**STATED PROBLEM:**
Report how many lines in the entries below contain the string "small", treating uppercase and lowercase as different. Give only the number.
-- START OF DATASET RECORDS --
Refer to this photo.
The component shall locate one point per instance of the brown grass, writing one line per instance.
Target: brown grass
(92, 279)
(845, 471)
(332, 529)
-- END OF DATASET RECORDS --
-- START OF DATASET RECORDS --
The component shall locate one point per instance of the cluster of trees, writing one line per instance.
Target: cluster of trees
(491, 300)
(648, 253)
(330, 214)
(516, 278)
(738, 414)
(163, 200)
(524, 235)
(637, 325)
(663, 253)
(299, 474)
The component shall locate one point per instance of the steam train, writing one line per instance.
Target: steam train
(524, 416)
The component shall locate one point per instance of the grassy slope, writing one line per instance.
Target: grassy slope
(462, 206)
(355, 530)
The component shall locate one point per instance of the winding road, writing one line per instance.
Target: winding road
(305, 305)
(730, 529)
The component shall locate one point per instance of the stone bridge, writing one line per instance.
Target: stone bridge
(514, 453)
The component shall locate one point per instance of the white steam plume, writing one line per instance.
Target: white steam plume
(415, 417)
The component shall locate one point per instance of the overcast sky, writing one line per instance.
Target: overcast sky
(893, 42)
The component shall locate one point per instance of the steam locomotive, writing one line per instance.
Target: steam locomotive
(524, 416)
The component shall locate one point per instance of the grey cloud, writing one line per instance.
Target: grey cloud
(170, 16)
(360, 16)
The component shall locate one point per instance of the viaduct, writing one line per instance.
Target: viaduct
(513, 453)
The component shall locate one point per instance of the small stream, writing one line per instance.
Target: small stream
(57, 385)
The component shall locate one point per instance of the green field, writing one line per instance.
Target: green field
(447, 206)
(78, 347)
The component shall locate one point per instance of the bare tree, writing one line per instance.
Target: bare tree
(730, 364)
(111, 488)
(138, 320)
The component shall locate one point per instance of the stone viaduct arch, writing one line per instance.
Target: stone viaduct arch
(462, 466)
-- END OF DATASET RECORDS --
**PROBLEM SOLUTION:**
2